## Document

════════════════

After 25 years of living in America, I have to say that we, Chinese, really need to learn from the western culture about public behaivor etiquette, such as greeting people properly, speaking discreetly in public, being polite to fellow shoppers at crowded grocery shops, etc. Therefore, in addition to prep the children for Ivy league colleges, I’d like to suggest that chinese parents pay a little bit attention to training/influence/educate kids about public behavior etiquette as well.
Several years ago, I was taking a shower in the lady’s shower stall in a swimming club. Here walked in a chinese mother with a boy and a girl. They came in the shower and behaved as if they were right in their own bothroom. I asked the mother how old the boy was, she replied proudly:"oh, he was 7 years old". Oh, my god, has she seen the note posted at the entrance that no boys over 7 are allowed? I asked"Isn’t he a little too old to be here?" She pretended not to hear me and went on her business to pamper her two kids (a girl and a boy). Well, I will not let it go. The club staff escorted the boy out of the women’s shower right after I reported the incident.
I thought I mellowed down a little bit after these years. However, what happened today made me wrtie this blog to urge parents:" Public Behavior Etiquette" is as important as "Going to Ivy League Colleges"

════════════════

## Supplied material
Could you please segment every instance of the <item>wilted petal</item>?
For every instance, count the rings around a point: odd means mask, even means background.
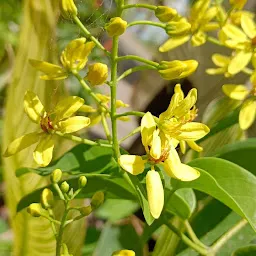
[[[144,147],[148,147],[153,139],[153,132],[156,129],[156,122],[150,112],[147,112],[141,119],[141,139]]]
[[[234,100],[244,100],[249,94],[249,90],[242,84],[224,84],[222,90],[229,98]]]
[[[85,116],[73,116],[57,123],[62,133],[77,132],[90,124],[90,118]]]
[[[202,123],[191,122],[181,126],[180,134],[176,137],[178,140],[199,140],[203,138],[210,129]]]
[[[253,18],[249,17],[248,15],[243,14],[241,16],[241,27],[249,38],[253,39],[256,36],[255,23]]]
[[[17,139],[15,139],[13,142],[9,144],[7,147],[4,156],[12,156],[21,150],[28,148],[29,146],[35,144],[39,140],[39,134],[37,132],[28,133],[26,135],[23,135]]]
[[[148,171],[146,188],[150,213],[155,219],[158,219],[164,207],[164,189],[158,172]]]
[[[190,36],[173,37],[168,39],[163,45],[159,47],[160,52],[170,51],[182,44],[185,44],[190,39]]]
[[[39,166],[47,166],[52,160],[54,141],[50,135],[41,137],[40,142],[33,152],[33,157]]]
[[[26,91],[25,93],[24,109],[29,118],[37,124],[40,123],[41,117],[45,113],[43,104],[37,95],[31,91]]]
[[[252,58],[251,52],[240,51],[234,58],[231,59],[228,65],[228,72],[232,75],[239,73],[243,70]]]
[[[58,102],[54,111],[58,120],[72,116],[84,104],[84,99],[77,96],[69,96]]]
[[[242,130],[248,129],[255,120],[256,102],[252,99],[247,100],[239,113],[239,125]]]
[[[132,175],[143,173],[146,161],[141,156],[122,155],[119,158],[120,166]]]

════════════════

## Brief 1
Reproduce the labeling records word for word, leaving out the picture.
## Brief 2
Pick up the etiquette blog post at the point where it stops and continue it.
The etiquette blog post and the records are unrelated to each other.

## Response 1
Could you please segment every instance of the <item>wilted petal</item>?
For every instance, count the rings around a point: odd means mask, even means background.
[[[144,147],[148,147],[153,139],[153,132],[156,129],[156,122],[150,112],[147,112],[141,119],[141,139]]]
[[[234,100],[244,100],[249,94],[249,90],[242,84],[224,84],[222,90],[229,98]]]
[[[85,116],[73,116],[57,123],[62,133],[77,132],[90,124],[90,118]]]
[[[202,123],[191,122],[181,126],[180,134],[176,137],[178,140],[199,140],[203,138],[210,129]]]
[[[253,18],[249,17],[248,15],[243,14],[241,16],[241,27],[249,38],[253,39],[256,36],[255,23]]]
[[[17,139],[15,139],[13,142],[9,144],[7,147],[4,156],[12,156],[21,150],[28,148],[29,146],[35,144],[39,140],[39,134],[37,132],[28,133],[26,135],[23,135]]]
[[[148,171],[146,188],[150,213],[155,219],[158,219],[164,207],[164,189],[158,172]]]
[[[190,36],[173,37],[168,39],[163,45],[159,47],[160,52],[170,51],[182,44],[185,44],[190,39]]]
[[[39,166],[47,166],[52,160],[54,141],[50,135],[41,137],[40,142],[33,152],[33,157]]]
[[[26,91],[25,93],[24,109],[29,118],[37,124],[40,123],[41,117],[45,113],[43,104],[37,95],[31,91]]]
[[[252,58],[251,52],[240,51],[234,58],[231,59],[228,65],[228,72],[232,75],[239,73],[243,70]]]
[[[58,102],[54,111],[58,120],[72,116],[84,104],[84,99],[77,96],[69,96]]]
[[[242,130],[248,129],[255,120],[256,102],[252,99],[247,100],[239,113],[239,125]]]
[[[132,175],[143,173],[146,161],[141,156],[122,155],[119,158],[120,166]]]

## Response 2
A chinese boy and his mother walked into Women’s restroom right in front of me, the boy intended to go to Men’s, but his mother tugged the boy and led the boy into Women’s. The boy, to me, is at least 7 years old. I understand that the mother may be concerned about the boy’s safety if the boy goes to the Men’s alone. But the mother could have stood in front of Men’s room and wait till the boy came out. Anyway, they were in front of me, and unfortunately there was even a line. If bringing the7-year-old boy into Women’s room is not appropriate, what happened next is more inappropriate. The mother got impatient in the line, she bent down to peek the stalls to see whether any of the stalls are vacant. The boy copied. That was it for me. I said:"no, stop, this is Women’s room, boys should not do that.". the mother pretended nothing happened and the boy lifted himself up and looked at me with a curious look. A white woman vitnessing the incident gave me a thumbs up and a smile.
I felt proud of myself for speaking out and bad for witnessing my fellow chinese behave inappropriately in the public. I urge the parents to pay little bit attention to teach/educate the kids about public behavior etiquette, because" Public Behavior Etiquette" is as important as "Going to Ivy League Colleges"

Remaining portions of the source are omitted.